Entries taken from a collection:
---*---

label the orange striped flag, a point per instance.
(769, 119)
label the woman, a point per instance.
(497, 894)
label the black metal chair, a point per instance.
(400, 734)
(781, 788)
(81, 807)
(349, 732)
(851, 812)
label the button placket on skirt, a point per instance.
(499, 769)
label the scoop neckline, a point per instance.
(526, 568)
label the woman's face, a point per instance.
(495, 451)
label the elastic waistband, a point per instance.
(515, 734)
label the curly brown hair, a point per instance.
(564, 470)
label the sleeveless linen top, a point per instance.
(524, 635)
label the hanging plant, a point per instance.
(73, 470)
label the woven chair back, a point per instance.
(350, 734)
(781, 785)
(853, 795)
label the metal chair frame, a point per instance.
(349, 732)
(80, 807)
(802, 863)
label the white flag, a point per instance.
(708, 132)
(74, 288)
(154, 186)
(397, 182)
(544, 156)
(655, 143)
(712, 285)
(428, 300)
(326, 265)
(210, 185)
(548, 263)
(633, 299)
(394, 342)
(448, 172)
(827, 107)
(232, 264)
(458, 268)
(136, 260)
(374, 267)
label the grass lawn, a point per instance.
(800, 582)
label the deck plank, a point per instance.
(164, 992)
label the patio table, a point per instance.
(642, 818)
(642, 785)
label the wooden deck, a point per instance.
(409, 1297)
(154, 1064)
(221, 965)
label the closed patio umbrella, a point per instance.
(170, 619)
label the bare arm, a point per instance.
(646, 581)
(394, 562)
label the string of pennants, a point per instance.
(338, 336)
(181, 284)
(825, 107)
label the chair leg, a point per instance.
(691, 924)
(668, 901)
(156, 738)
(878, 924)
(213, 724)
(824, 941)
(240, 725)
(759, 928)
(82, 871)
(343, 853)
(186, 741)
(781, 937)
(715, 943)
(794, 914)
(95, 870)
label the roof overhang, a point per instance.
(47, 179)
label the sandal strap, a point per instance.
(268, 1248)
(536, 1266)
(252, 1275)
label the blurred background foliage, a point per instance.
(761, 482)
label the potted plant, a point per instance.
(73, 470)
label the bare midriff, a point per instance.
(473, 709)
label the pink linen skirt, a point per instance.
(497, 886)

---*---

### DO THIS
Format the lines above as a Markdown table with the columns No. and Line, giving each line its own numbered row and omitting any blank lines.

### RESPONSE BELOW
| No. | Line |
|---|---|
| 1 | label the orange striped flag, a point per instance. |
| 2 | (769, 119) |
| 3 | label the woman, a point per instance. |
| 4 | (497, 894) |
| 5 | label the black metal chair, a point per instance. |
| 6 | (400, 734) |
| 7 | (781, 788) |
| 8 | (81, 807) |
| 9 | (349, 732) |
| 10 | (851, 812) |
| 11 | label the button placket on skirt, a point per instance. |
| 12 | (499, 769) |
| 13 | label the scoop neckline, a point per instance. |
| 14 | (526, 568) |
| 15 | label the woman's face, a point per instance. |
| 16 | (495, 451) |
| 17 | label the elastic waistband, a point per instance. |
| 18 | (515, 734) |
| 19 | label the curly brown hair, a point per instance. |
| 20 | (564, 470) |
| 21 | label the sleeveless linen top, a point per instance. |
| 22 | (524, 635) |
| 23 | label the hanging plant, a point per instance. |
| 24 | (73, 470) |
| 25 | label the woven chair back, a point per instance. |
| 26 | (350, 734) |
| 27 | (781, 785) |
| 28 | (853, 795) |
| 29 | label the metal chair frame, a point per instance. |
| 30 | (349, 732) |
| 31 | (80, 807) |
| 32 | (802, 863) |
| 33 | label the white flag, a point per instance. |
| 34 | (708, 132) |
| 35 | (74, 288) |
| 36 | (154, 186) |
| 37 | (397, 182) |
| 38 | (544, 156) |
| 39 | (655, 143) |
| 40 | (712, 285) |
| 41 | (428, 300) |
| 42 | (326, 265) |
| 43 | (210, 185) |
| 44 | (548, 263) |
| 45 | (633, 299) |
| 46 | (394, 342) |
| 47 | (448, 172) |
| 48 | (827, 107) |
| 49 | (232, 264) |
| 50 | (458, 268) |
| 51 | (136, 260) |
| 52 | (374, 267) |
| 53 | label the grass lawn, a point per instance. |
| 54 | (800, 582) |
| 55 | label the deck plank, a point per instance. |
| 56 | (164, 992) |
| 57 | label the patio table, a point per instance. |
| 58 | (642, 818) |
| 59 | (642, 785) |
| 60 | label the wooden deck, a point per instance. |
| 61 | (409, 1297) |
| 62 | (154, 1064) |
| 63 | (221, 965) |
| 64 | label the closed patio umbrella, a point per instance. |
| 65 | (170, 619) |
| 66 | label the bare arm, a point per instance. |
| 67 | (646, 581) |
| 68 | (394, 562) |
| 69 | label the string of pennants, a point per instance. |
| 70 | (338, 336) |
| 71 | (181, 284) |
| 72 | (825, 107) |
| 73 | label the chair leg, a point per instance. |
| 74 | (691, 924) |
| 75 | (668, 901) |
| 76 | (156, 738) |
| 77 | (878, 924) |
| 78 | (213, 724) |
| 79 | (824, 941) |
| 80 | (240, 725) |
| 81 | (759, 928) |
| 82 | (82, 871) |
| 83 | (343, 853) |
| 84 | (186, 741) |
| 85 | (781, 937) |
| 86 | (715, 943) |
| 87 | (794, 914) |
| 88 | (95, 870) |
| 89 | label the roof overhang, a point per instance. |
| 90 | (47, 179) |
| 91 | label the sandal strap, a point per instance. |
| 92 | (268, 1248) |
| 93 | (536, 1266) |
| 94 | (252, 1275) |
| 95 | label the blurred background foliage, a point per instance. |
| 96 | (761, 482) |
| 97 | label the potted plant, a point per instance. |
| 98 | (73, 470) |
| 99 | label the bare midriff, a point per instance. |
| 100 | (473, 709) |
| 101 | label the pink linen skirt, a point per instance. |
| 102 | (497, 886) |